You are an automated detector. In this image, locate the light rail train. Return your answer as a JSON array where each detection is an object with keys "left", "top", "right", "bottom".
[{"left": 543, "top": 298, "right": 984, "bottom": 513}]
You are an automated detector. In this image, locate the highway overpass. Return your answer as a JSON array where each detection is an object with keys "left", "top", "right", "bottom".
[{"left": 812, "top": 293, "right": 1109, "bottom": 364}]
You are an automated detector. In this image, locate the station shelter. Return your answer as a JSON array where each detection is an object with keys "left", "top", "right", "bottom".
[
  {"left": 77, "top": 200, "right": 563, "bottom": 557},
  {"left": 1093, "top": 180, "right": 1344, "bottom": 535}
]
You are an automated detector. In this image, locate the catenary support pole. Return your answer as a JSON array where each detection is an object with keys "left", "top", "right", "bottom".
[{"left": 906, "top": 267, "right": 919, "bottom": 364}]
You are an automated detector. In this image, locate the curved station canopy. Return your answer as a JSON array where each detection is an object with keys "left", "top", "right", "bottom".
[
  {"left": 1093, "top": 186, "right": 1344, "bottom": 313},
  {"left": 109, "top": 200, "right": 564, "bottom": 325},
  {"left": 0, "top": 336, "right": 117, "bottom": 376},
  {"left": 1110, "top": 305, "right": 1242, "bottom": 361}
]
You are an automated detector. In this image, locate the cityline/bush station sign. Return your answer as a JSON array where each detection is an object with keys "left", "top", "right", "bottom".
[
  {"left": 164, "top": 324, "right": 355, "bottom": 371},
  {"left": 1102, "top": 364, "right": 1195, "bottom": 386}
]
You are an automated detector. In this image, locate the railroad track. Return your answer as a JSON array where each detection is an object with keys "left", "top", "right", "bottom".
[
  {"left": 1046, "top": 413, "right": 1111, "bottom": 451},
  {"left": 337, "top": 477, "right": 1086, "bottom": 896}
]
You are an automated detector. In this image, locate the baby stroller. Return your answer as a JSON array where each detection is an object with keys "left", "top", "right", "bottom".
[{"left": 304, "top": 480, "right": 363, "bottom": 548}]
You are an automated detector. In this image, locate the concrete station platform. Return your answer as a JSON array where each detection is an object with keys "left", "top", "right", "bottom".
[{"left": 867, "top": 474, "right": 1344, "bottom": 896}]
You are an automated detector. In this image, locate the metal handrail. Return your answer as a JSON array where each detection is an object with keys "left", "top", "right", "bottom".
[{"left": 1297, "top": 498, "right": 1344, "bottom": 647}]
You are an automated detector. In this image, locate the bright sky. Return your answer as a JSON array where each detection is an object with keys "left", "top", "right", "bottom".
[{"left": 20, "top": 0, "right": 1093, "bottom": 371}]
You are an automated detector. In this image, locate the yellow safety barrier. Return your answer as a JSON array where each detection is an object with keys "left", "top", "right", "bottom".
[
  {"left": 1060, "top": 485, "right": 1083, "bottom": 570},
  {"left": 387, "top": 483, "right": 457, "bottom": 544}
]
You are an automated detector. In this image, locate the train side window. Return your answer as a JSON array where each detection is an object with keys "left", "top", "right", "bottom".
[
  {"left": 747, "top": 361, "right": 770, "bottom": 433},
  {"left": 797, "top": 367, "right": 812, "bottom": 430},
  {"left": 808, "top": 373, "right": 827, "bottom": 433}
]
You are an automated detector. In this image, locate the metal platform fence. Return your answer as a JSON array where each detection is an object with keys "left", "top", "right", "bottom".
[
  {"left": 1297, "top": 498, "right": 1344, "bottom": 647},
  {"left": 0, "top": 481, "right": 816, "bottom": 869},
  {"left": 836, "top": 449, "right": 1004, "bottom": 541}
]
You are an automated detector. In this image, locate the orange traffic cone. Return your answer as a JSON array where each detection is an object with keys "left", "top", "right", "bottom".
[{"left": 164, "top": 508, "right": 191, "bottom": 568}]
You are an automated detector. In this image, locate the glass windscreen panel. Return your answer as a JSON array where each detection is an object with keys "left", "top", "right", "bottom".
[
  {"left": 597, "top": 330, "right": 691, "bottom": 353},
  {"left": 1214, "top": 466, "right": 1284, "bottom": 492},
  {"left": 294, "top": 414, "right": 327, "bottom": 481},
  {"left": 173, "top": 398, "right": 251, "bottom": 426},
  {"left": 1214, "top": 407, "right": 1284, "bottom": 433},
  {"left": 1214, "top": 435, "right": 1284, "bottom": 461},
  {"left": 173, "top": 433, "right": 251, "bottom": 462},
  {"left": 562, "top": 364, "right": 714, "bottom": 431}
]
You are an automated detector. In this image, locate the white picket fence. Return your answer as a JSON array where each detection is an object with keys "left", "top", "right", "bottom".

:::

Prompt:
Reproduce the entries above exactly.

Task solution:
You are an automated detector. In this image, locate the light rail train. Return your answer as a JSON array where each detection is an object with keys "left", "top", "right", "bottom".
[{"left": 543, "top": 298, "right": 984, "bottom": 513}]
You are an automated detector. In this image, locate the highway overpass. Return your answer as a JSON array where each detection is an object with keys "left", "top", "right", "bottom".
[{"left": 812, "top": 293, "right": 1109, "bottom": 364}]
You are an automated detector. In this image, locate the station shelter. Return your answer as a JSON array where each detection is an object with keys "left", "top", "right", "bottom".
[
  {"left": 77, "top": 200, "right": 563, "bottom": 557},
  {"left": 1093, "top": 180, "right": 1344, "bottom": 535}
]
You are an automated detector. In this image, locate the catenary support pole. Return your answer as a JSON array where each detection is an object with keys "left", "top", "right", "bottom".
[{"left": 906, "top": 267, "right": 919, "bottom": 364}]
You are an automated detector. In this image, locate the curved station canopy. Return your answer as a JSON array where each detection is an object with keys "left", "top", "right", "bottom".
[
  {"left": 1093, "top": 186, "right": 1344, "bottom": 313},
  {"left": 109, "top": 200, "right": 564, "bottom": 325},
  {"left": 0, "top": 336, "right": 117, "bottom": 376},
  {"left": 1110, "top": 305, "right": 1242, "bottom": 361}
]
You are an automated detector. In this image, locate the cityline/bush station sign. Return your answer as a JSON array where each detection is an object with keys "left", "top", "right", "bottom".
[
  {"left": 164, "top": 324, "right": 355, "bottom": 371},
  {"left": 1102, "top": 364, "right": 1195, "bottom": 386}
]
You are an automated detector. In this image, locate the railroad track. Return your answer as a JSON array where each detection is an object with keys "left", "top", "right", "bottom".
[
  {"left": 1046, "top": 413, "right": 1111, "bottom": 451},
  {"left": 337, "top": 477, "right": 1086, "bottom": 896}
]
You are an automated detector. In this image, locate the baby stroller. Return your answer as a JSON array where each detection is an object with keys "left", "top", "right", "bottom".
[{"left": 304, "top": 480, "right": 363, "bottom": 548}]
You are an automated detector. In this image, locate the concrete station platform. Return your answer as a JSON array where each detection is an object with keys "left", "top", "right", "bottom".
[{"left": 867, "top": 474, "right": 1344, "bottom": 896}]
You are an automated detector. In this image, locate the metal handrail. Return your answer as a JSON array where each detection is an object with keys "left", "top", "right", "bottom".
[{"left": 1297, "top": 498, "right": 1344, "bottom": 647}]
You are an automated detector. In this image, locate the bright sky. Return your answer as a JSON array where each detection is an object with keys "left", "top", "right", "bottom".
[{"left": 20, "top": 0, "right": 1093, "bottom": 371}]
You are an automated detector. In this image, locate the yellow safety barrier. Return your answer as a JSON array where each detection is an object with keys "left", "top", "right", "bottom".
[
  {"left": 1060, "top": 485, "right": 1083, "bottom": 570},
  {"left": 387, "top": 483, "right": 457, "bottom": 544}
]
You are an automated detector. In this image, locate the train side window. Return your answer as a JSON array where each detection is an object with keys "left", "top", "right", "bottom".
[
  {"left": 747, "top": 361, "right": 770, "bottom": 433},
  {"left": 797, "top": 367, "right": 812, "bottom": 430},
  {"left": 808, "top": 373, "right": 827, "bottom": 433}
]
You are an automated detector. In this image, locate the metal platform fence. Return your answer as a JSON array where each detection is an object with keys "left", "top", "right", "bottom".
[
  {"left": 1297, "top": 498, "right": 1344, "bottom": 647},
  {"left": 0, "top": 481, "right": 816, "bottom": 869},
  {"left": 836, "top": 449, "right": 1004, "bottom": 541}
]
You are an automated detector. In this image, locate the orange traffic cone. Return your answer as a JSON array where each detection is an object with keys "left", "top", "right", "bottom".
[{"left": 164, "top": 508, "right": 191, "bottom": 568}]
You are an automated detector. In this image, locate the glass windscreen panel. Return your answer as a JSON array where each detection is an object with keys "left", "top", "right", "bottom".
[
  {"left": 597, "top": 330, "right": 691, "bottom": 353},
  {"left": 1214, "top": 466, "right": 1284, "bottom": 492},
  {"left": 294, "top": 414, "right": 327, "bottom": 481},
  {"left": 173, "top": 398, "right": 251, "bottom": 426},
  {"left": 1214, "top": 407, "right": 1284, "bottom": 433},
  {"left": 1214, "top": 435, "right": 1284, "bottom": 461},
  {"left": 173, "top": 433, "right": 251, "bottom": 462},
  {"left": 562, "top": 364, "right": 714, "bottom": 431}
]
You are an automated detector. In this image, locate the white picket fence. Return your answer as a JSON array where each detection is an object with keys "left", "top", "right", "bottom".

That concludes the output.